◆ **ABOUT THIS EXERCISE**: Please restate every line below exactly, without any pictures.

◆ **SOURCE DATA**:
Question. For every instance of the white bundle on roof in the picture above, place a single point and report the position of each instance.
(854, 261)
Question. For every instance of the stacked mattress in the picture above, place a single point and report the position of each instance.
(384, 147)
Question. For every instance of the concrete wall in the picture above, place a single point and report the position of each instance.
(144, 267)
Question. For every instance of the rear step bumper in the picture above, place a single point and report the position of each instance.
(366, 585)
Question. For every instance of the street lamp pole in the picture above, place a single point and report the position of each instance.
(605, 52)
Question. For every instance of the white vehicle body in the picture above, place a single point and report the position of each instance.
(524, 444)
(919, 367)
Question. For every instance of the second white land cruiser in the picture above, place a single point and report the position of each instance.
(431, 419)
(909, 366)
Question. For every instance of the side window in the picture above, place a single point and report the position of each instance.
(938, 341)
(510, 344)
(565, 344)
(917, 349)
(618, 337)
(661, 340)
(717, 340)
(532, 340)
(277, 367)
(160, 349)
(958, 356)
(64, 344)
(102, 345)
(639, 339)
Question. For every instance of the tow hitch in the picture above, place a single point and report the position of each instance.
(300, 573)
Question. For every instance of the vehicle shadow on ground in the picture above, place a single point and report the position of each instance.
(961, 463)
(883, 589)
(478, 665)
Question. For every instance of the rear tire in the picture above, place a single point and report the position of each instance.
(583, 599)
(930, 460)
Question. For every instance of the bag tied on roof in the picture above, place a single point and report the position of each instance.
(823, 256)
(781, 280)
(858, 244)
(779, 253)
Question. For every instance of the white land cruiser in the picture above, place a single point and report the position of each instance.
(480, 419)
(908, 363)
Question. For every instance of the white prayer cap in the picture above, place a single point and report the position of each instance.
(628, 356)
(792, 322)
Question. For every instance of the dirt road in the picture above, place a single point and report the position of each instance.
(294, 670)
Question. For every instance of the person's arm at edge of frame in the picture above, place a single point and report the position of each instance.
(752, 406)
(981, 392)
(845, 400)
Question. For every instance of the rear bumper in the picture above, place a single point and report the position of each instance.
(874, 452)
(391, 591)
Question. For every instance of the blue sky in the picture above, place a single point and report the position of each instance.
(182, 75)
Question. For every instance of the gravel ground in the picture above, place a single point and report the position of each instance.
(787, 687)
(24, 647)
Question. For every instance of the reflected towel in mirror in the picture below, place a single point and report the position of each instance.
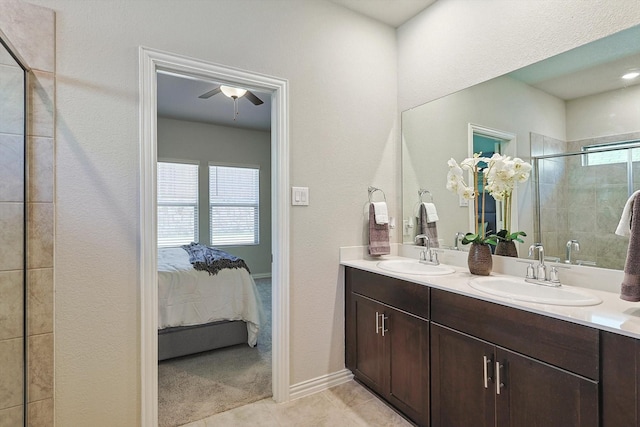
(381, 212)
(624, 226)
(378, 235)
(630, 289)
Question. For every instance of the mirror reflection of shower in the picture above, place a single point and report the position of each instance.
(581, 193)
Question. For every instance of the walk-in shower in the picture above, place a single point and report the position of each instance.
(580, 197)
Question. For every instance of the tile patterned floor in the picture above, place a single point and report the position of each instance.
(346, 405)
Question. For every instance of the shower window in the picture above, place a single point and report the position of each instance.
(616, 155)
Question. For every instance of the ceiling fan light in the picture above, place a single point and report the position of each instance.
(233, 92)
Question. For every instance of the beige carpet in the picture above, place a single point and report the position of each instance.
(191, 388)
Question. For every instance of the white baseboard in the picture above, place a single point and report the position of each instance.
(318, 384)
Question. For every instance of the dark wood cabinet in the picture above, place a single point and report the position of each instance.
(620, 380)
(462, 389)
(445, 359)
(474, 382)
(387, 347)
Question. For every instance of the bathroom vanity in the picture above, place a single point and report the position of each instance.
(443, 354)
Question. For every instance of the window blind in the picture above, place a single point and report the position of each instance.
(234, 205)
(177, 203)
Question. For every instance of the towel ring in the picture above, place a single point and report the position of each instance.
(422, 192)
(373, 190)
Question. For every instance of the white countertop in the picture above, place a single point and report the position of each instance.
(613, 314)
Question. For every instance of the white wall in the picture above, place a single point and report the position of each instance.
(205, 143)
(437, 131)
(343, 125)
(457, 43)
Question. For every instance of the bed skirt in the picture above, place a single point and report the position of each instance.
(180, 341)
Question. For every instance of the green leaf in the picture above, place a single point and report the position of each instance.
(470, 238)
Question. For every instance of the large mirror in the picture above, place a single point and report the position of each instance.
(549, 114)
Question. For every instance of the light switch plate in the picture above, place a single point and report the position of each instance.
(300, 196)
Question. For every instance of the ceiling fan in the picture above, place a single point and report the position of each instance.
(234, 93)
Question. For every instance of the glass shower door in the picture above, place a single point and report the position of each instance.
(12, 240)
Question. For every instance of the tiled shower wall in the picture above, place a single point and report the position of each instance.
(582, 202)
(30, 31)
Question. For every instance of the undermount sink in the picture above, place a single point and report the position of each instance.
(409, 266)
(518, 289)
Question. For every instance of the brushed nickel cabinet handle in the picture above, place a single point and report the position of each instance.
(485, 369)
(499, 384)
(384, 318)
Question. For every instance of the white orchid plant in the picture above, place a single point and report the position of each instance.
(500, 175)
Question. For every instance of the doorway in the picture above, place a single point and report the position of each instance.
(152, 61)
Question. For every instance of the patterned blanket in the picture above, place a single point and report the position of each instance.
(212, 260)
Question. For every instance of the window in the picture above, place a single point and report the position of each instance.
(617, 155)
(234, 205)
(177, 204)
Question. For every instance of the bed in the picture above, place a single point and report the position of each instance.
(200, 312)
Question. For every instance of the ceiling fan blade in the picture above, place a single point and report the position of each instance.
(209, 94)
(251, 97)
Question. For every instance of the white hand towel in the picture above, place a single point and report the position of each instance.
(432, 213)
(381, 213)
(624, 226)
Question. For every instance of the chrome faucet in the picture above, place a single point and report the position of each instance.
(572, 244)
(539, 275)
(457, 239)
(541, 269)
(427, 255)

◆ **WRITTEN ANSWER**:
Question. For every instance of the white bundle on roof in the picture above, place a single point and report the position of each instance.
(854, 261)
Question. For every instance of the stacked mattress in the picture above, place a single point and report the position of each instance.
(384, 147)
Question. For every instance of the concrete wall in the picture above, place a single point and report the position of each instance.
(144, 267)
Question. For every instance of the rear step bumper in the picture above, place a single point and report the position of each instance.
(366, 585)
Question. For every instance of the street lamp pole in the picture above, place a single point and report the position of each instance.
(605, 52)
Question. For every instance of the white vehicle body in the picture above, place a single point and report the position of each instance.
(524, 444)
(919, 367)
Question. For every instance of the second white land cruiser in the picture above, place a single point and report the position of each instance.
(431, 419)
(909, 366)
Question. For every instance of the side window in the picture above, place a single point and report the position of each instance.
(938, 341)
(510, 344)
(565, 344)
(917, 349)
(618, 337)
(661, 340)
(717, 340)
(532, 340)
(277, 367)
(160, 349)
(958, 356)
(64, 344)
(102, 345)
(639, 339)
Question. For every instance of the tow hitch in the picture above, place a single point and report the position of each instance.
(300, 573)
Question. For every instance of the vehicle shadow on ground in the picture above, place a single point and report the position of each instance.
(961, 463)
(883, 589)
(478, 665)
Question. For every instance of the rear tire in the picture above, place a single point and report the position of each instance.
(583, 599)
(930, 460)
Question. For every instance of the bag tied on roof in the picture above, place a single point and report the position of each instance.
(823, 256)
(781, 280)
(858, 244)
(779, 253)
Question. For every instance of the white land cruiser in the picture above, place a single point and report the position of each instance.
(480, 419)
(908, 363)
Question. For every instance of the white prayer cap in the picture above, place a single point and report the position of each instance.
(628, 356)
(792, 322)
Question. For every instance of the dirt road in the picture above, place a single point and report the position of each instance.
(294, 670)
Question. For every instance of the person's arm at edge of frame in the picture above, place a single point and report the position of each instance.
(752, 406)
(981, 392)
(845, 400)
Question. For every instance of the rear bumper in the picture above, place a single point and report the position of each instance.
(874, 452)
(391, 591)
Question. For every instance of the blue sky in the picture above, place a single point and report the position of each instance.
(182, 75)
Question. For every instance of the gravel ground in the picture above, place a single point and report the position of each instance.
(787, 687)
(24, 647)
Question. For every instance of the reflected towel in mirror in the picture below, place a single point and report the position of each instance.
(381, 212)
(624, 226)
(378, 235)
(630, 289)
Question. For every instance of the mirror reflection of shower in the picture above, place a single point and report the position of each instance.
(581, 193)
Question. For every instance of the walk-in shower in the picture above, place a single point and report the position of each instance.
(580, 197)
Question. For every instance of the tile patterned floor in the picture above, place a single point and report the position of each instance.
(346, 405)
Question. For every instance of the shower window in the picture above, place a single point and report the position of each instance.
(616, 155)
Question. For every instance of the ceiling fan light in the picture above, place a single point and report the position of each instance.
(233, 92)
Question. For every instance of the beige carpet in the picture above, place a single point and report the position of each instance.
(191, 388)
Question. For every instance of the white baseboard in the picture above, place a single point and report the position of each instance.
(318, 384)
Question. For every instance of the dark wood cabinet in the picture above, place a single point and report the position of each instance.
(620, 380)
(462, 389)
(445, 359)
(474, 382)
(387, 347)
Question. For every instance of the bathroom vanity in the picture above, place a single point and report the position of each instance.
(443, 354)
Question. For every instance of the window blind in the picture above, place a single point and report the position of each instance.
(234, 205)
(177, 203)
Question. For every instance of the towel ring in the picture above, place a single point and report the position of each instance.
(422, 192)
(373, 190)
Question. For every instance of the white countertop in the picture above, place a single point and report the position of each instance.
(613, 314)
Question. For every instance of the white wall in the picture above, place a single point and report the position of each instance.
(205, 143)
(437, 131)
(343, 125)
(457, 43)
Question. For every instance of the bed skirt in the picture above, place a single point and report the position of each instance.
(180, 341)
Question. For every instance of the green leaf in the picture above, place a single point and report the position of each instance.
(470, 238)
Question. For every instance of the large mirror in the picture above, place a single point and report the position of each instance.
(549, 114)
Question. For every instance of the light switch plate in the picture above, place a single point and report the position of each instance.
(300, 196)
Question. For every instance of the ceiling fan in the picture above, place a single point and report the position of each instance.
(234, 93)
Question. For every instance of the glass shower door in the picture above, place a single point and report the position of each instance.
(12, 240)
Question. For every instance of the tiled shower wall in the picture above, place a single point and report the position of each instance.
(582, 202)
(30, 31)
Question. For every instance of the undermount sink in the picture above, place a single point and report the position of each instance.
(409, 266)
(518, 289)
Question. For every instance of the brushed nickel cabinet handle in the picture above, place a single point and report the position of each instance.
(485, 369)
(499, 384)
(384, 318)
Question. For every instance of the white orchid plant in the picture above, place a single point and report the position of each instance.
(500, 175)
Question. For every instance of the doorway in the picture above, place a single point and report the position of each instance.
(152, 61)
Question. For every instance of the patterned blanket in the picture above, place a single point and report the position of each instance.
(212, 260)
Question. For every instance of the window in the picture above, place a single point and report the position of each instance.
(617, 155)
(234, 205)
(177, 204)
Question. For every instance of the bed in the picture above, place a single point and report the position of each instance.
(200, 312)
Question. For every instance of the ceiling fan blade in the picture above, place a single point and report the position of each instance.
(209, 94)
(251, 97)
Question. For every instance of the white hand towel in the picture above, place a single point and report the position of each instance.
(432, 213)
(381, 213)
(624, 226)
Question. For every instance of the chrome faucet in the picture above, place a single point and report the position of each instance.
(572, 244)
(539, 275)
(457, 239)
(541, 269)
(427, 255)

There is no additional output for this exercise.